YOUR INSTRUCTIONS →
Locate each line in the entries below that contains the word "table", with case counting, and copy every such line.

>>>

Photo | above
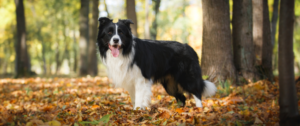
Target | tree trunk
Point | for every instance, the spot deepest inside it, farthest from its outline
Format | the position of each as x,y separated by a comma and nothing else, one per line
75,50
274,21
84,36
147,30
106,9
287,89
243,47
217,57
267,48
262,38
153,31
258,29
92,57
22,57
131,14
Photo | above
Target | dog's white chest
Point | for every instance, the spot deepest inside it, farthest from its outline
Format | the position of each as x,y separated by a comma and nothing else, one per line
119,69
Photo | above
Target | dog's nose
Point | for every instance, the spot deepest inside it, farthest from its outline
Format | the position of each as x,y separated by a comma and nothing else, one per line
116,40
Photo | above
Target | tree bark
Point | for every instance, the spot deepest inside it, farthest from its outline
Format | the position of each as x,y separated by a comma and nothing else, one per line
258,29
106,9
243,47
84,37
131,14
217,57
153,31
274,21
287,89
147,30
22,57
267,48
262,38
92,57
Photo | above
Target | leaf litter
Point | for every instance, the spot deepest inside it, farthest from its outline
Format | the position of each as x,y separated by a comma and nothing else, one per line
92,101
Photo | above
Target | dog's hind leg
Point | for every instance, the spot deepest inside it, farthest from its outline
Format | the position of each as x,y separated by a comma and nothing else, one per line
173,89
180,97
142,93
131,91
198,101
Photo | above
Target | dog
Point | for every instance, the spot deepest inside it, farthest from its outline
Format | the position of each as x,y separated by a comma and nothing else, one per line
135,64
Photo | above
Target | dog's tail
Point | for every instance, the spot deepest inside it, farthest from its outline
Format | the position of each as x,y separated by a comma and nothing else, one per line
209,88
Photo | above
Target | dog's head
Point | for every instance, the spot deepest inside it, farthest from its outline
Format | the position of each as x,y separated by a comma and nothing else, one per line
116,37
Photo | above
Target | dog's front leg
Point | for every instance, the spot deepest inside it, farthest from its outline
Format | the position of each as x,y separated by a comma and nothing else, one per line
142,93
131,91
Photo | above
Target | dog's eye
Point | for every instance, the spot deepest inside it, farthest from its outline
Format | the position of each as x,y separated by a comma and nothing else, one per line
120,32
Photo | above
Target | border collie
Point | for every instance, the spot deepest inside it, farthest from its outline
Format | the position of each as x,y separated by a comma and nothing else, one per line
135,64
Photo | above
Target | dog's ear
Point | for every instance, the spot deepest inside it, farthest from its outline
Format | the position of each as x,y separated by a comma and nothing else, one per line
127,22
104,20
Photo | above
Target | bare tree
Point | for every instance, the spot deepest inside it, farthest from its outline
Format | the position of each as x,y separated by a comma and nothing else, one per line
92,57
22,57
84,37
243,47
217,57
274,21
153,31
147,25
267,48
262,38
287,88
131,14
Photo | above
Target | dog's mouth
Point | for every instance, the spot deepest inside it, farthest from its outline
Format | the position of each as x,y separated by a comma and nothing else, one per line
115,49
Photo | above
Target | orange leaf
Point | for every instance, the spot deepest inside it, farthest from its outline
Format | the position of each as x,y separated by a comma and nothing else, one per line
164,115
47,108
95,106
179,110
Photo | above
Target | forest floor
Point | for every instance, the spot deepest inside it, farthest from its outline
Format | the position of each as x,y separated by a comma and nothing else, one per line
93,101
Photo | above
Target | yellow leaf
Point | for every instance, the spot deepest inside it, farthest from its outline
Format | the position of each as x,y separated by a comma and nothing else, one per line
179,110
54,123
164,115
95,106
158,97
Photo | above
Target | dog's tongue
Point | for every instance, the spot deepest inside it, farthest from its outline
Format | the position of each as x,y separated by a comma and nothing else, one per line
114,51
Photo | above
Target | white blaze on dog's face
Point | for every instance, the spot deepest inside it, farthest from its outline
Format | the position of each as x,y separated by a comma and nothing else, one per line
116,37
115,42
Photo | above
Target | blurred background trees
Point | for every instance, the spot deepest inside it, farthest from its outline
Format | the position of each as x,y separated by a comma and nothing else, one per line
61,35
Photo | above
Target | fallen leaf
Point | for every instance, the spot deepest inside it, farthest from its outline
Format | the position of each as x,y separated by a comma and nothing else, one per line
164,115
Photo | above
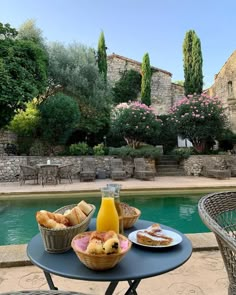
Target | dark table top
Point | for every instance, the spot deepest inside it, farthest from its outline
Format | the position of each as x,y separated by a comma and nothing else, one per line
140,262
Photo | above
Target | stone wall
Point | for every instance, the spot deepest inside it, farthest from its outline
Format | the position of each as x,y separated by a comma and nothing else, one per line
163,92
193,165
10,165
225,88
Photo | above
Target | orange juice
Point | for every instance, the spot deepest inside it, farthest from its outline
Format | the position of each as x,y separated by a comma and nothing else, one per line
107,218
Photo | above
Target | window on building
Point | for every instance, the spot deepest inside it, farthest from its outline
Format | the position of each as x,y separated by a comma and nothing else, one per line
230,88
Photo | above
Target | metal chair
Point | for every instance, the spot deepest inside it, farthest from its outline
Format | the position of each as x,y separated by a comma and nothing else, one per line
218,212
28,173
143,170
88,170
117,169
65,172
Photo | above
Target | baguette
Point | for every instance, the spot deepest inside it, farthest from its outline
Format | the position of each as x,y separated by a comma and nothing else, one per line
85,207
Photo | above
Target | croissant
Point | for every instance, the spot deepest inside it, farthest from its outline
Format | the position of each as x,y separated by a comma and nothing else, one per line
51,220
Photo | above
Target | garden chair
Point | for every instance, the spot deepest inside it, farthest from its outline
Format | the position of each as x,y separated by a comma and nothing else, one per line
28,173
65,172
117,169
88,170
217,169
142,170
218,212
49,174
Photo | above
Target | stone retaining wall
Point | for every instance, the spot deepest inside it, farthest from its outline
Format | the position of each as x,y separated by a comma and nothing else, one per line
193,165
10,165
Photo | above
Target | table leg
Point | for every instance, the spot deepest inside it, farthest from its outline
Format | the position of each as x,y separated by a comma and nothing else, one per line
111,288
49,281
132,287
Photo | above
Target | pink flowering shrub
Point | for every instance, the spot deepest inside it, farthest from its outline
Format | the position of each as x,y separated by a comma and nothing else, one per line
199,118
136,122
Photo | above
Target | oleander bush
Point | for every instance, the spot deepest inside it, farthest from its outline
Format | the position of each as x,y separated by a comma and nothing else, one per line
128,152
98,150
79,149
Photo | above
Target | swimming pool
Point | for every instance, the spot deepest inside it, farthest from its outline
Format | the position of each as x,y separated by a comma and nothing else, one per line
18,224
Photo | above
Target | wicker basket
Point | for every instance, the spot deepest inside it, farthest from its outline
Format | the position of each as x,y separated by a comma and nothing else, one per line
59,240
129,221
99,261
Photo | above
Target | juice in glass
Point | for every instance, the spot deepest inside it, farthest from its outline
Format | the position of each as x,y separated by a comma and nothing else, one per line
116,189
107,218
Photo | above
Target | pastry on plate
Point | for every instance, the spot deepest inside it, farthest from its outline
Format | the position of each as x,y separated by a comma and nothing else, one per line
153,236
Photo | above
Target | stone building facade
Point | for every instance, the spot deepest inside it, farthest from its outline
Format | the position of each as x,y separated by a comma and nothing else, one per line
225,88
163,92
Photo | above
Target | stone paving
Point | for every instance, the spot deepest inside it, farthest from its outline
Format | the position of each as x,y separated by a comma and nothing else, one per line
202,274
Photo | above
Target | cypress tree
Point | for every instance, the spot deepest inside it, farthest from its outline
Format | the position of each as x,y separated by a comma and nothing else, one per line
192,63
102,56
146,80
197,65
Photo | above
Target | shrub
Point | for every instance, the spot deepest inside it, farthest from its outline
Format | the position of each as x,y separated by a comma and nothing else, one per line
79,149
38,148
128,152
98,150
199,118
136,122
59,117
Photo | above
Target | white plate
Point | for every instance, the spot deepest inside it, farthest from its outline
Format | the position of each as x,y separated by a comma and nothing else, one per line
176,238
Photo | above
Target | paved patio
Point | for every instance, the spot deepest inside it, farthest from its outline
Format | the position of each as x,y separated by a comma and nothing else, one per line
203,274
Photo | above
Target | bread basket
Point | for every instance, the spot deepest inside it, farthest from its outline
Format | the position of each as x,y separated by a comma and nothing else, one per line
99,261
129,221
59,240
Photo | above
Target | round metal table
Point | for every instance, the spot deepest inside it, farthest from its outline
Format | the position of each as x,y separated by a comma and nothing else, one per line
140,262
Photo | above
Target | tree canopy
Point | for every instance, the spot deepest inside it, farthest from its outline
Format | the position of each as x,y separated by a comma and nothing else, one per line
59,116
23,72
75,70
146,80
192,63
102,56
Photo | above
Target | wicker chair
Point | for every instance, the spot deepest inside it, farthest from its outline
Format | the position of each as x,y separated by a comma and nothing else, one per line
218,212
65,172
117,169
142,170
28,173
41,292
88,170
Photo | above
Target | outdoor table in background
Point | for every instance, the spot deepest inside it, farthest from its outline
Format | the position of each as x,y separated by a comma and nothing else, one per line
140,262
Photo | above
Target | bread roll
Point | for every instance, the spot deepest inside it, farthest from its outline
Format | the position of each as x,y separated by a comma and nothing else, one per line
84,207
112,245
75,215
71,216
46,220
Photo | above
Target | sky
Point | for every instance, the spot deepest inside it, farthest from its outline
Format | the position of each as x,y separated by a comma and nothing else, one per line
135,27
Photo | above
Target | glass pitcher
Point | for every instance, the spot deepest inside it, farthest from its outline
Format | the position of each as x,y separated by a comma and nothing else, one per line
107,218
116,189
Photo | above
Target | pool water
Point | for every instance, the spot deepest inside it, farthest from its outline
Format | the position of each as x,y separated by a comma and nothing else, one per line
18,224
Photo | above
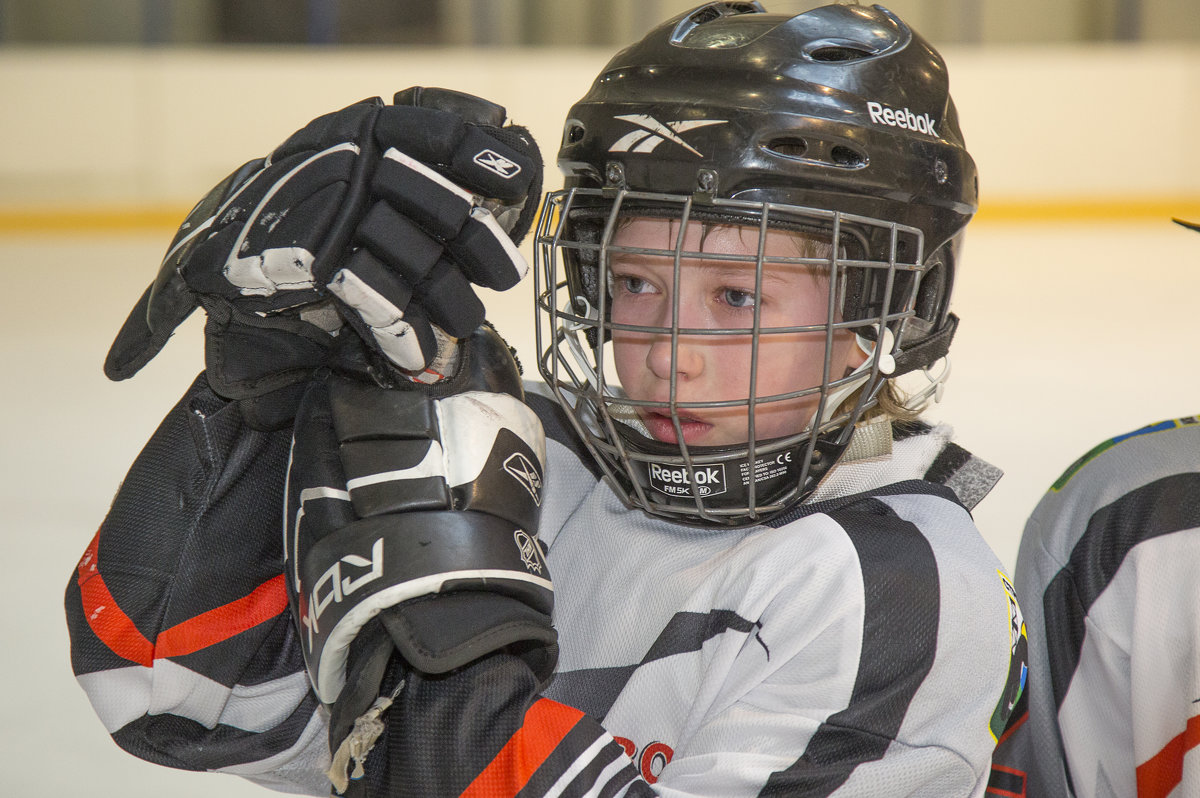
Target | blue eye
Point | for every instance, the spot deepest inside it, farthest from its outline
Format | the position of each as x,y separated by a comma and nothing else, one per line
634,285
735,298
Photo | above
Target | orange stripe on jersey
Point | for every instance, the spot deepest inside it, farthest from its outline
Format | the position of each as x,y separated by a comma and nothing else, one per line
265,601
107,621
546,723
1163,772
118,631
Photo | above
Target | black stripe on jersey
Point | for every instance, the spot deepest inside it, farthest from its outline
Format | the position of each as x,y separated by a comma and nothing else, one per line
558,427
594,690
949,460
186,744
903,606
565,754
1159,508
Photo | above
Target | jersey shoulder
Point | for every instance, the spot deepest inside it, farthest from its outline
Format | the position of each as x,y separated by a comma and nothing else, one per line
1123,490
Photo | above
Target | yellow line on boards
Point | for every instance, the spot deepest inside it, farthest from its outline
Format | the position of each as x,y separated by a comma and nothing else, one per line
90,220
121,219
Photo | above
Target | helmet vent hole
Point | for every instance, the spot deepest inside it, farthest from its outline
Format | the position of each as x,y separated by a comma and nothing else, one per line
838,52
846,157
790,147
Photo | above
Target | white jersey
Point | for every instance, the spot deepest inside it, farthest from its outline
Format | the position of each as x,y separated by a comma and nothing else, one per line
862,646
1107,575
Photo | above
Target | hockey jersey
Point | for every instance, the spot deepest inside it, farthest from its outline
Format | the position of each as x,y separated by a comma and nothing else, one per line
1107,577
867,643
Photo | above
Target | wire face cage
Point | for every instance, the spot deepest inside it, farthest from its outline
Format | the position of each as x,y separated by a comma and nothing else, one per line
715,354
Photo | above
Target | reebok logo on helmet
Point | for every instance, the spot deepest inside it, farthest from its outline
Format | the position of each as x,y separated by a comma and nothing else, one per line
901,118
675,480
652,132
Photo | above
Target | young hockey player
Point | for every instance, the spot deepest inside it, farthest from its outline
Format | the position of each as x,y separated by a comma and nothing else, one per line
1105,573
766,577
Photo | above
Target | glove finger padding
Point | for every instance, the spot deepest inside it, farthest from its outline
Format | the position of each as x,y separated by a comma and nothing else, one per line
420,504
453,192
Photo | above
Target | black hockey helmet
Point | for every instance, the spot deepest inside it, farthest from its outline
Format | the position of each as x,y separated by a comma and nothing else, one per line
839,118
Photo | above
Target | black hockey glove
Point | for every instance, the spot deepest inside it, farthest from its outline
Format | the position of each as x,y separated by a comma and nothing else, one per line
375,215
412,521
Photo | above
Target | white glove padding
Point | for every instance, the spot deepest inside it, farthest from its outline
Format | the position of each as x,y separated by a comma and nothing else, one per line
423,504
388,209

<<<

RESPONSE TO THIS TASK →
Target | dark table top
Target | table leg
Target | round metal table
Target | outdoor table in background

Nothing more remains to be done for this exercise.